◆ TASK GOAL:
Write out all the data again, exactly.

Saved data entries
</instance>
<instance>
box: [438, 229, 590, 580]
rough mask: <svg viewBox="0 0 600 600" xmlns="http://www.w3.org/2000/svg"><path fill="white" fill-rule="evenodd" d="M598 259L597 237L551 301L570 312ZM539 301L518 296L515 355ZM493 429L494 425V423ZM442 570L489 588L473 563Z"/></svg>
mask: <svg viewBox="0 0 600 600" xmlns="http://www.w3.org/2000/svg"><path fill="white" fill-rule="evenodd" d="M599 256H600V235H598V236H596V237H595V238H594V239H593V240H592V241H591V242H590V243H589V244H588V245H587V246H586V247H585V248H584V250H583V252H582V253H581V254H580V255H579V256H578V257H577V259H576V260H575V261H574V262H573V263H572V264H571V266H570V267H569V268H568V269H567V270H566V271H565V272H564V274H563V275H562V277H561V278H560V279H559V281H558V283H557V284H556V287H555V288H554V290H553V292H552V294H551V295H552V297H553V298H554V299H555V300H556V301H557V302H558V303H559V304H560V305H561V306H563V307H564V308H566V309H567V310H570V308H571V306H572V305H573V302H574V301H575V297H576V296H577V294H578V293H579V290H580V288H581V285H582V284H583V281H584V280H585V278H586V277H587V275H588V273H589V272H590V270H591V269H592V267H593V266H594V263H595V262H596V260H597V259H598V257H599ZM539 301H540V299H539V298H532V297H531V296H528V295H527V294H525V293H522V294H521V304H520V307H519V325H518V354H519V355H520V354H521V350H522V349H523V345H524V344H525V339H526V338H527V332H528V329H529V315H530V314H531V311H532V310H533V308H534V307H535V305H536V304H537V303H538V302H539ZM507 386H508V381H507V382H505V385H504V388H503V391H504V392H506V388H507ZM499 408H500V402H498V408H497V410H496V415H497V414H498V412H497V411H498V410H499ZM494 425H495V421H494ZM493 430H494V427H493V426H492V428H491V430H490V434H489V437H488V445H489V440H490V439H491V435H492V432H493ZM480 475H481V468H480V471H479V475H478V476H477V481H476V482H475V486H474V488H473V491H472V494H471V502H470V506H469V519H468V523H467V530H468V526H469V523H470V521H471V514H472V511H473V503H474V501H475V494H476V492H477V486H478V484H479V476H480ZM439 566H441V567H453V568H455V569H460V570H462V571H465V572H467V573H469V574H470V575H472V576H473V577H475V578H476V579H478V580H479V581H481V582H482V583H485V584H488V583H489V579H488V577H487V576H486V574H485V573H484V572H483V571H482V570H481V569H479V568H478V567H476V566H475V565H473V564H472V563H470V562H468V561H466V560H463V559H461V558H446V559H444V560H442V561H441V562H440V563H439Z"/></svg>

◆ FINISHED TASK:
</instance>
<instance>
box: [438, 229, 590, 580]
rough mask: <svg viewBox="0 0 600 600" xmlns="http://www.w3.org/2000/svg"><path fill="white" fill-rule="evenodd" d="M598 259L597 237L551 301L570 312ZM539 301L518 296L515 355ZM493 429L494 425V423ZM442 570L489 588L473 563Z"/></svg>
mask: <svg viewBox="0 0 600 600" xmlns="http://www.w3.org/2000/svg"><path fill="white" fill-rule="evenodd" d="M599 256H600V235H598V236H596V237H595V238H594V239H593V240H592V241H591V242H590V243H589V244H588V245H587V246H586V247H585V248H584V250H583V252H582V253H581V254H580V255H579V256H578V257H577V259H576V260H575V261H574V262H573V263H572V264H571V266H570V267H569V268H568V269H567V270H566V271H565V272H564V274H563V275H562V277H561V278H560V279H559V281H558V283H557V284H556V287H555V288H554V290H553V292H552V294H551V295H552V297H553V298H554V299H555V300H556V301H557V302H558V303H559V304H560V305H561V306H563V307H564V308H566V309H567V310H570V308H571V306H572V305H573V302H574V301H575V297H576V296H577V294H578V293H579V290H580V288H581V285H582V284H583V281H584V280H585V278H586V277H587V275H588V273H589V272H590V270H591V269H592V267H593V266H594V263H595V262H596V260H597V259H598V257H599ZM539 301H540V299H539V298H532V297H531V296H528V295H527V294H525V293H522V294H521V304H520V307H519V325H518V354H519V355H520V354H521V350H522V349H523V345H524V344H525V339H526V338H527V332H528V329H529V315H530V314H531V311H532V310H533V308H534V307H535V305H536V304H537V303H538V302H539ZM507 386H508V381H507V382H505V385H504V388H503V391H504V392H506V388H507ZM499 408H500V402H498V408H497V410H496V415H497V414H498V412H497V411H498V410H499ZM494 425H495V421H494ZM493 430H494V427H493V426H492V428H491V430H490V434H489V437H488V445H489V440H490V439H491V435H492V432H493ZM480 475H481V468H480V471H479V475H478V476H477V481H476V482H475V486H474V488H473V491H472V494H471V502H470V506H469V519H468V523H467V530H468V526H469V523H470V521H471V514H472V511H473V503H474V501H475V494H476V492H477V486H478V484H479V476H480ZM439 566H441V567H453V568H455V569H460V570H462V571H465V572H467V573H469V574H470V575H472V576H473V577H475V578H476V579H478V580H479V581H481V582H482V583H485V584H488V583H489V579H488V577H487V576H486V574H485V573H484V572H483V571H482V570H481V569H479V568H478V567H476V566H475V565H473V564H472V563H470V562H468V561H466V560H463V559H461V558H446V559H444V560H442V561H441V562H440V563H439Z"/></svg>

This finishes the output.